--- Start of Data ---

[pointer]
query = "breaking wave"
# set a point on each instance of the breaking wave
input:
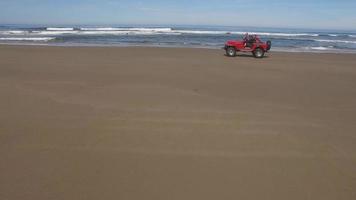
(45, 39)
(59, 29)
(337, 41)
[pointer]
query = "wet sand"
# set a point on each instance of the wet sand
(165, 123)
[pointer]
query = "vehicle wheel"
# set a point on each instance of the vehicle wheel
(258, 53)
(231, 52)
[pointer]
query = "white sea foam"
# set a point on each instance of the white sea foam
(59, 29)
(337, 41)
(53, 32)
(15, 32)
(321, 48)
(128, 29)
(27, 39)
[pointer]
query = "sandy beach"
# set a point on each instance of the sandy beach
(175, 124)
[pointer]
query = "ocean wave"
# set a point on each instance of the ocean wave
(59, 29)
(45, 39)
(53, 32)
(321, 48)
(242, 33)
(128, 29)
(14, 32)
(337, 41)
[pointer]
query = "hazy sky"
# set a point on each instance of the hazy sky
(336, 14)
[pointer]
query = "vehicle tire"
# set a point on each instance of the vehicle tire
(231, 52)
(258, 53)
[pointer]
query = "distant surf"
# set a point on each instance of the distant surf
(178, 36)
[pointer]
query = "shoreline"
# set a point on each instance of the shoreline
(169, 46)
(174, 123)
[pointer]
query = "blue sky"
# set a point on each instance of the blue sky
(325, 14)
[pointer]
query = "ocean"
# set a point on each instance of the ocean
(290, 40)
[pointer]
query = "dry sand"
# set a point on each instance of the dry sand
(165, 124)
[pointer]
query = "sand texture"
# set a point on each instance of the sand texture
(91, 123)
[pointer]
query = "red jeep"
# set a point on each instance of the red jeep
(250, 43)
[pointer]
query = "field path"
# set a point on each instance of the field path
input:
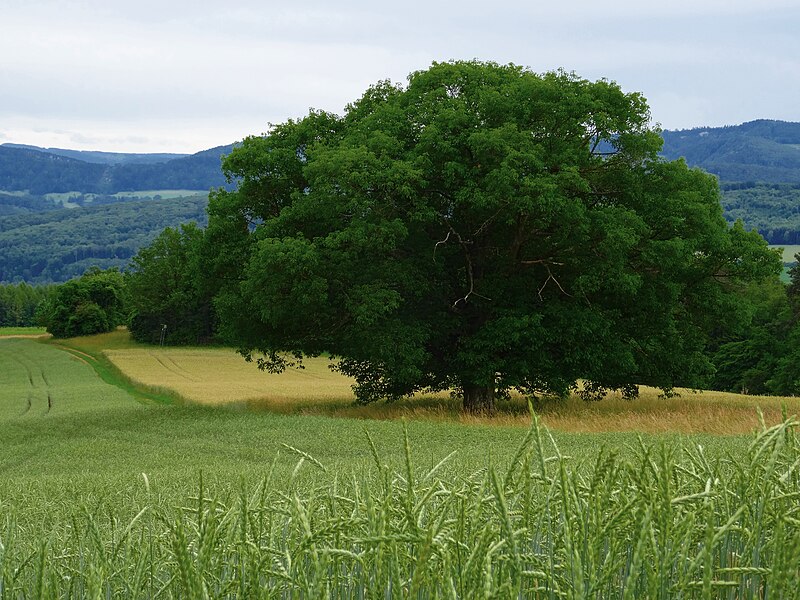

--- End of Data ---

:: Required work ::
Which lines of the data above contain the string "sandy"? Select each of them and copy it out in full, treating uppercase and lowercase letters as different.

:: Complete output ::
query = "sandy beach"
# set a point on each instance of the sandy beach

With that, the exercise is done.